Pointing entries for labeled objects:
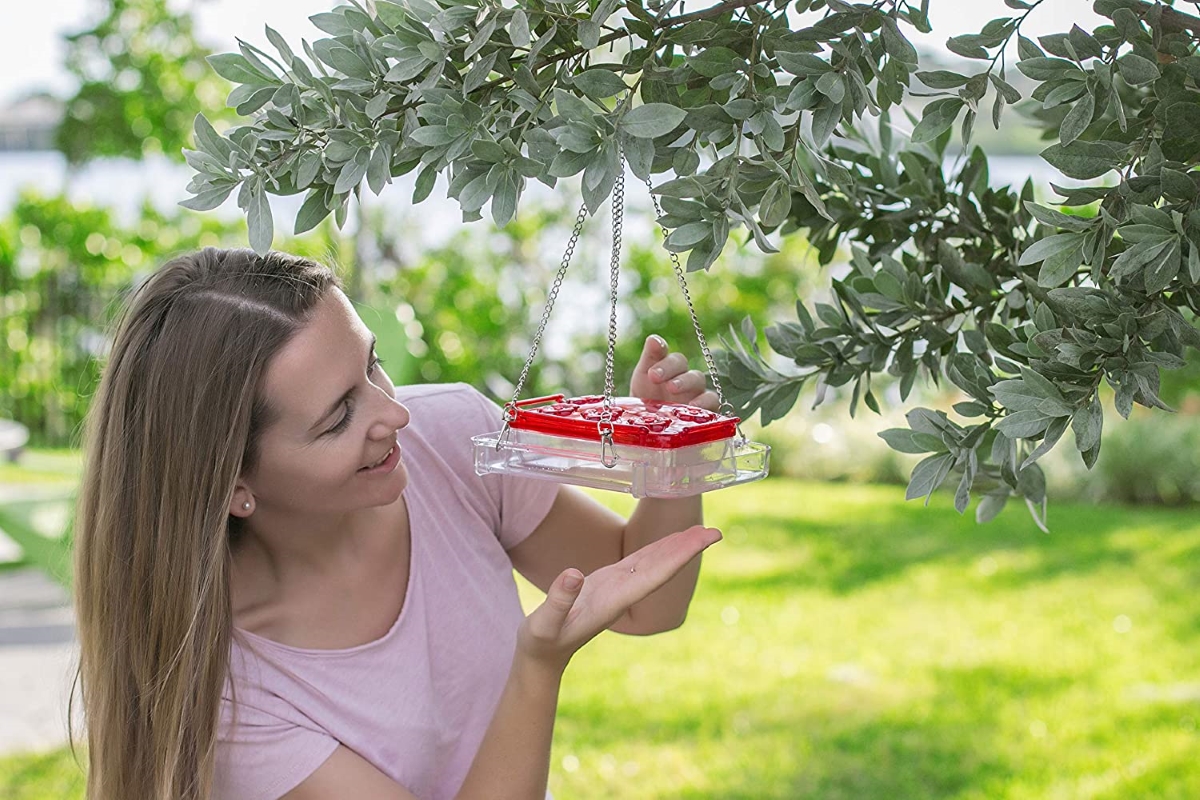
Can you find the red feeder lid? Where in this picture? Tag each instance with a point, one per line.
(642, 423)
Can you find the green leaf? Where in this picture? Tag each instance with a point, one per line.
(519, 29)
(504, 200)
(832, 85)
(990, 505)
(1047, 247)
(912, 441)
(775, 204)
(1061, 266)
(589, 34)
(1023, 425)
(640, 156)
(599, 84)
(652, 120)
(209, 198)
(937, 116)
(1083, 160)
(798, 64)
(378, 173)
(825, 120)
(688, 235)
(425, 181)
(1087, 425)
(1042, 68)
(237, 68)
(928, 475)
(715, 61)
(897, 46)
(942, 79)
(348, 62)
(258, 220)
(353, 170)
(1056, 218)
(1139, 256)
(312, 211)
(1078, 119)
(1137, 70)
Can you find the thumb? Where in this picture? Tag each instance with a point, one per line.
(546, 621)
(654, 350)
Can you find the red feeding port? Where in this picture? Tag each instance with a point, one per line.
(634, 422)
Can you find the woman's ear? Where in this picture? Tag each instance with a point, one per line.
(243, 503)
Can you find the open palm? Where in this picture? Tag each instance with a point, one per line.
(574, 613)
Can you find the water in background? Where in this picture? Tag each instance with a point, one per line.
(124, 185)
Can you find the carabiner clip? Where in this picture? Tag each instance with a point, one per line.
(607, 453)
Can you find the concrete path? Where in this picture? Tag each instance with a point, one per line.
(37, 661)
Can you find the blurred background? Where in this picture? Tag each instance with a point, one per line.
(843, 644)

==

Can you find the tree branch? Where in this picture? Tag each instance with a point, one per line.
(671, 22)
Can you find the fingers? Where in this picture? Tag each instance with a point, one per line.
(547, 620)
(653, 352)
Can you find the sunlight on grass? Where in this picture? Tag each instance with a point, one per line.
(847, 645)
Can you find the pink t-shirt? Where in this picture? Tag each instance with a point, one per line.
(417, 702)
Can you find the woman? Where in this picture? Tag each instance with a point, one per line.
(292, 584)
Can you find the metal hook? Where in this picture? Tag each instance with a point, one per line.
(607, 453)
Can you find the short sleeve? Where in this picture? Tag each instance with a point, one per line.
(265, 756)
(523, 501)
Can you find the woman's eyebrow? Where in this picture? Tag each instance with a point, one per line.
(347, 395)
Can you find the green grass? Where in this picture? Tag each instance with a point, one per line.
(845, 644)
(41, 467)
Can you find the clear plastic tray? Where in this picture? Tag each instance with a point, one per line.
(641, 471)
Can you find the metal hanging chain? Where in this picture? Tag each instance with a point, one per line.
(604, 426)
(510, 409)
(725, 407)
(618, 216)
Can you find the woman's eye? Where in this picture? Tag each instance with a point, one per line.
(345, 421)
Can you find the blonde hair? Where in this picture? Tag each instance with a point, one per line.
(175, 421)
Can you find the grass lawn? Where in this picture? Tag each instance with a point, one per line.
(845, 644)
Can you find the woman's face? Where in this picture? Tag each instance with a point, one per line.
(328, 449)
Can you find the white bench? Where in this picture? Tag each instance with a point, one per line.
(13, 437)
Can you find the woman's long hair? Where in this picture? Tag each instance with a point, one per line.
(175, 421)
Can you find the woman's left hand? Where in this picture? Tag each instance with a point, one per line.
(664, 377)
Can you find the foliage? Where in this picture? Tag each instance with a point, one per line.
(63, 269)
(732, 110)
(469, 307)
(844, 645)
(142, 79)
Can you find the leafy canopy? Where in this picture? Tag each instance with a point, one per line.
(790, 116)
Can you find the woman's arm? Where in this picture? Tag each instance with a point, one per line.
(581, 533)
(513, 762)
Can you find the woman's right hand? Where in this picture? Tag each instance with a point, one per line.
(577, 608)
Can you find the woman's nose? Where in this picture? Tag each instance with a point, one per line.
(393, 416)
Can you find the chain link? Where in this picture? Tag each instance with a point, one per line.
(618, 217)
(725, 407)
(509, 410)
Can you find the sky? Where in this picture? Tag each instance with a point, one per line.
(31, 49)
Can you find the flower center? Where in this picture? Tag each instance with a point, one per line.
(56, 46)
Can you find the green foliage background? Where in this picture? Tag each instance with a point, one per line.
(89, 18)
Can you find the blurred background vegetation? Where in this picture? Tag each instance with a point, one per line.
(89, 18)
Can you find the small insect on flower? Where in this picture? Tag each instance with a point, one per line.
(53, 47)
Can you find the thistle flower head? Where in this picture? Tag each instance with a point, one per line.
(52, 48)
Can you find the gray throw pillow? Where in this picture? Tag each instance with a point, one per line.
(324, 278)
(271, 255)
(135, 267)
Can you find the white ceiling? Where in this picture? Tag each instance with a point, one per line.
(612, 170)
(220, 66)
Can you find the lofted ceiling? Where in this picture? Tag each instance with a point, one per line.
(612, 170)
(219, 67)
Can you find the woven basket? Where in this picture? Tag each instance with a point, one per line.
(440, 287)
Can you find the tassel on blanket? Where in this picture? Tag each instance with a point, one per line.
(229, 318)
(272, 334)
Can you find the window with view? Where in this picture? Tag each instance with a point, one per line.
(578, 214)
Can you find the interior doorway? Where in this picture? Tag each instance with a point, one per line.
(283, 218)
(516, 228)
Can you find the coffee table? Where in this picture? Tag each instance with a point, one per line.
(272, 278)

Written task: From the data above, pull out each line that contains the word "flower". Treat uppercase and lowercase as different.

Output of the task:
Can you find the flower center? Where in this picture? Tag each instance with a point, one per line.
Can you find the small insect on flower? Where in this picture? Tag each instance with a point, one per line.
Can you find the thistle flower head? Where in this picture? Tag each instance with a point, one per line.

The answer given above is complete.